• [Request] Starting at the line that contains "Reviewer note: every instance of the carport", copy each line through the end of the listing below. Include both ends and output nothing more.

Records from a point labeling set
---------------
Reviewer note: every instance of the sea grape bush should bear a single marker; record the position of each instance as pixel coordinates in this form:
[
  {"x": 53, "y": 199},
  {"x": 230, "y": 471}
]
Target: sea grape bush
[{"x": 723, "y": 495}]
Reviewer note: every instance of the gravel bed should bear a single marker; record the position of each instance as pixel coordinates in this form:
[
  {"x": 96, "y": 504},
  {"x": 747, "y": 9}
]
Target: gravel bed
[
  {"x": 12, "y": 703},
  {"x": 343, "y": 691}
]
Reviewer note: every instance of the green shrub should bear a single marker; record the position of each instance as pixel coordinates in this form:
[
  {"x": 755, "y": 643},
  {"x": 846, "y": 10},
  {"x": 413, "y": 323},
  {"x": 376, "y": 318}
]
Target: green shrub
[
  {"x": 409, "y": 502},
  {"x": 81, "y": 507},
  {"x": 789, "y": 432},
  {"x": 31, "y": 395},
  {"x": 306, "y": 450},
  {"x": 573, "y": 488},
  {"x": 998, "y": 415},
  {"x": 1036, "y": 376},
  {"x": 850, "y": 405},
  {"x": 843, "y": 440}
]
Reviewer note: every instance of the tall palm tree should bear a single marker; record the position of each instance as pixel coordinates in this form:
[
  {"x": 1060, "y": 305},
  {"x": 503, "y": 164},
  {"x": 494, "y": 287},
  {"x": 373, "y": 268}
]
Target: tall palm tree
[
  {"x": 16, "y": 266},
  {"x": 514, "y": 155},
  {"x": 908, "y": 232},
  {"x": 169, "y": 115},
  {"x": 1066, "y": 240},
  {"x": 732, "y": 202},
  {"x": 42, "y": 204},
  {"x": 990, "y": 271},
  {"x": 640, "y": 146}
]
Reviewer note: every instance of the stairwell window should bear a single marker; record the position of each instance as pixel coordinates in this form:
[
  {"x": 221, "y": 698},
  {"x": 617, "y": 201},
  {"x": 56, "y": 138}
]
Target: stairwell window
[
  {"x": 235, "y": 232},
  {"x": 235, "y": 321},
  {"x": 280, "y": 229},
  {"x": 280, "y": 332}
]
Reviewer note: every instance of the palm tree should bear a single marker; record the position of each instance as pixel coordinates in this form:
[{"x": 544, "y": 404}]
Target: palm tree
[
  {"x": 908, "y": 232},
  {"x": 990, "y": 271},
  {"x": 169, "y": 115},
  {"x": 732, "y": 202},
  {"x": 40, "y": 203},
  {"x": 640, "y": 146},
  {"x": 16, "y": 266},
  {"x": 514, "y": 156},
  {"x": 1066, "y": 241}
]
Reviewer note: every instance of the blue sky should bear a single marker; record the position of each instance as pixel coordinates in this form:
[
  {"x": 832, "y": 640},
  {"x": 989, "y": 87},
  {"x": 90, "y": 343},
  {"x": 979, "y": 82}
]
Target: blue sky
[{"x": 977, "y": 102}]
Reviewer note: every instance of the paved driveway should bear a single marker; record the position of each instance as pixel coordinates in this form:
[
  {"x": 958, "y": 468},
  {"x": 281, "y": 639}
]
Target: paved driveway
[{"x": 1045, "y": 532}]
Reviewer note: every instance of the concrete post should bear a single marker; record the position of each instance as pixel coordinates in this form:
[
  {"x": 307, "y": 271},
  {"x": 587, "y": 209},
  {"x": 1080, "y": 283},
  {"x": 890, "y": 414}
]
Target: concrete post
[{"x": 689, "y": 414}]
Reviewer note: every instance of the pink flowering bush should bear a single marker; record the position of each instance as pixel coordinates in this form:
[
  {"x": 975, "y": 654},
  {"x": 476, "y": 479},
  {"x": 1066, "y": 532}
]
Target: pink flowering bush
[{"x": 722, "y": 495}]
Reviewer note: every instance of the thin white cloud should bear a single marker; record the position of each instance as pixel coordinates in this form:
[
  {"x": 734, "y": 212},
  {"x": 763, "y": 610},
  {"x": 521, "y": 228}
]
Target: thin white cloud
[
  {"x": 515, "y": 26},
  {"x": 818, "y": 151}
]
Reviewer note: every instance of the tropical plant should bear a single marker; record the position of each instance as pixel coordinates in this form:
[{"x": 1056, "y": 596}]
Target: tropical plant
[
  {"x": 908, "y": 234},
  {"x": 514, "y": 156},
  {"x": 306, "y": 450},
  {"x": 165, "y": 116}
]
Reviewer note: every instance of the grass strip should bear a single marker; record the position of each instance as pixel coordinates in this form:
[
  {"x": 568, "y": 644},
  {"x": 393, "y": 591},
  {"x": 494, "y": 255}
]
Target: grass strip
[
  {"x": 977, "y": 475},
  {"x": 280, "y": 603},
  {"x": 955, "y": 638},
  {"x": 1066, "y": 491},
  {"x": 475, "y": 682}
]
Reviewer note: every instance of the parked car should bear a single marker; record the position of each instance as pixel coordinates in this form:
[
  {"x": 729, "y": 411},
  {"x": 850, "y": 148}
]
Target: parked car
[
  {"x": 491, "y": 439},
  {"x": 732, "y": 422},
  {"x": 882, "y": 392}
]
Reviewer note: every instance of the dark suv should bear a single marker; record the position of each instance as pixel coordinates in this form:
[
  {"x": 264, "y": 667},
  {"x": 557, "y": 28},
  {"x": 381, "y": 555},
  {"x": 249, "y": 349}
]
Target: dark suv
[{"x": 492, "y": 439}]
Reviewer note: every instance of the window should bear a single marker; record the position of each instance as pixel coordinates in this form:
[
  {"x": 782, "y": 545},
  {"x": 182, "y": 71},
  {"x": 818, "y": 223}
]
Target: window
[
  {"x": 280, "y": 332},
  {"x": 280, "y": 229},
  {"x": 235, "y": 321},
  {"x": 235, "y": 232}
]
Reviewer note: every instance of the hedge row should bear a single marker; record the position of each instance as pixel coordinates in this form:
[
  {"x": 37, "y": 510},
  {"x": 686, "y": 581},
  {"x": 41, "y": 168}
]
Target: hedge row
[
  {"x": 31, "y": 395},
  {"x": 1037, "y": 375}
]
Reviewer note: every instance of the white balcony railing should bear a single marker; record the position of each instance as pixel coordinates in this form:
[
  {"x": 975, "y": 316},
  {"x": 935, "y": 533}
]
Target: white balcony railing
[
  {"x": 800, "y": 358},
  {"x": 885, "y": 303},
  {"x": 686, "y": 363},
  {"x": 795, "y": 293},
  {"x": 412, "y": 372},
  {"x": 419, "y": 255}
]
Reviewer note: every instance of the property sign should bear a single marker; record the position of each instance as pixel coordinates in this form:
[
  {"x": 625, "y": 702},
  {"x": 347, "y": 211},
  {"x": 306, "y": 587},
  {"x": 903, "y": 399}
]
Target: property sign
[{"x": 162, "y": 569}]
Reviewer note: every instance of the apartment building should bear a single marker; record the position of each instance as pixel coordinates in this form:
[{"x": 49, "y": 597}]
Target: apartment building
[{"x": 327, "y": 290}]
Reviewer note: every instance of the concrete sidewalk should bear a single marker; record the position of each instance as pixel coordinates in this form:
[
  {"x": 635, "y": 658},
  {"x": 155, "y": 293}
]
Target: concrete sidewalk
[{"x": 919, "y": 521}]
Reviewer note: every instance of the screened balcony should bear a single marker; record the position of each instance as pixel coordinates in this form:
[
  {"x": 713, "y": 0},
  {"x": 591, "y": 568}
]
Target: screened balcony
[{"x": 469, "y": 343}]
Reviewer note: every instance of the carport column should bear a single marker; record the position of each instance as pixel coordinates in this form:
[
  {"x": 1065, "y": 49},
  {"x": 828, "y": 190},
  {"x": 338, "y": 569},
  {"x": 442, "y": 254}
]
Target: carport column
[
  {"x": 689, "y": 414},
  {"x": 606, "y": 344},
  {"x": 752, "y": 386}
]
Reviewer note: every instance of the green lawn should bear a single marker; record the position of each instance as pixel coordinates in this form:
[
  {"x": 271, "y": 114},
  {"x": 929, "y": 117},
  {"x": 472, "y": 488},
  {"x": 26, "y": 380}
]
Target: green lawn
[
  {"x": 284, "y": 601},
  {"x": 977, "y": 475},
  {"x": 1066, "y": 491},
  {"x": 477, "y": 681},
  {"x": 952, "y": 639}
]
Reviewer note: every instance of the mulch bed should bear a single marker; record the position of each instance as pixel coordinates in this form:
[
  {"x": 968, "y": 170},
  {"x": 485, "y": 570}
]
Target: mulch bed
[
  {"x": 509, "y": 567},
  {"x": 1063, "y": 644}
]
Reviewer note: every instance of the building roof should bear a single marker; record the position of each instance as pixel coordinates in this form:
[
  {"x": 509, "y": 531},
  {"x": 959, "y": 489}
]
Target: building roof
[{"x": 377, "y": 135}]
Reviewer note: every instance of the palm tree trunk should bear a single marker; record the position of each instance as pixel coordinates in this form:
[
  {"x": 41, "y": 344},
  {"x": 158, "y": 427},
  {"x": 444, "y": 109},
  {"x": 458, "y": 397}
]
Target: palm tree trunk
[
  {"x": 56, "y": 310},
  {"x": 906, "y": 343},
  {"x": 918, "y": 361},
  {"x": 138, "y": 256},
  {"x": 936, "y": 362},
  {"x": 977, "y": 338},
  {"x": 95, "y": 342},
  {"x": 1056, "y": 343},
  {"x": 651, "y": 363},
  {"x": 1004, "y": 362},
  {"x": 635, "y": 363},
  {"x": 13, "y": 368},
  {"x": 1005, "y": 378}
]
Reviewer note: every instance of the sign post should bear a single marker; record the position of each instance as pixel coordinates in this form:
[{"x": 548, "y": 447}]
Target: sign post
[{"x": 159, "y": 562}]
---------------
• [Correct output]
Reviewer note: every instance of the carport column should bear a single marker; record the position of each instance as pixel coordinates in this form:
[
  {"x": 1065, "y": 49},
  {"x": 828, "y": 190},
  {"x": 338, "y": 569},
  {"x": 442, "y": 254}
]
Target: carport column
[
  {"x": 689, "y": 414},
  {"x": 606, "y": 344},
  {"x": 752, "y": 386}
]
Reviewer note: every instance of the green lawn should bear a single marker; record the position of each instance as pixel coordinates in this form:
[
  {"x": 271, "y": 114},
  {"x": 929, "y": 117},
  {"x": 472, "y": 488},
  {"x": 26, "y": 380}
]
Target: green lawn
[
  {"x": 284, "y": 601},
  {"x": 977, "y": 475},
  {"x": 1066, "y": 491},
  {"x": 477, "y": 681},
  {"x": 952, "y": 639}
]
Reviewer note: every instance of the mulch bed should bear a single marker; record the position of each instance as pixel coordinates in this form:
[
  {"x": 968, "y": 170},
  {"x": 485, "y": 570}
]
Target: mulch bed
[
  {"x": 509, "y": 567},
  {"x": 1063, "y": 644}
]
Reviewer note: every instance of the building roof should bear a single marker; record the position of each instance as pixel coordinates in this form:
[
  {"x": 509, "y": 531},
  {"x": 959, "y": 489}
]
Target: building roof
[{"x": 377, "y": 135}]
Reviewer note: every instance of the palm tree trunk should bear a single marker; record the position of each instance as pixel coordinates in this form:
[
  {"x": 41, "y": 344},
  {"x": 158, "y": 427},
  {"x": 444, "y": 109},
  {"x": 458, "y": 397}
]
Target: palm tree trunk
[
  {"x": 56, "y": 310},
  {"x": 906, "y": 343},
  {"x": 918, "y": 361},
  {"x": 138, "y": 256},
  {"x": 936, "y": 362},
  {"x": 977, "y": 338},
  {"x": 95, "y": 342},
  {"x": 1056, "y": 343},
  {"x": 651, "y": 363},
  {"x": 1004, "y": 362},
  {"x": 635, "y": 363},
  {"x": 13, "y": 368},
  {"x": 1005, "y": 378}
]
Reviewer note: every instance of the sign post should bear a single marker; record the position of each instance as pixel coordinates in this form:
[{"x": 548, "y": 447}]
Target: sign post
[{"x": 159, "y": 562}]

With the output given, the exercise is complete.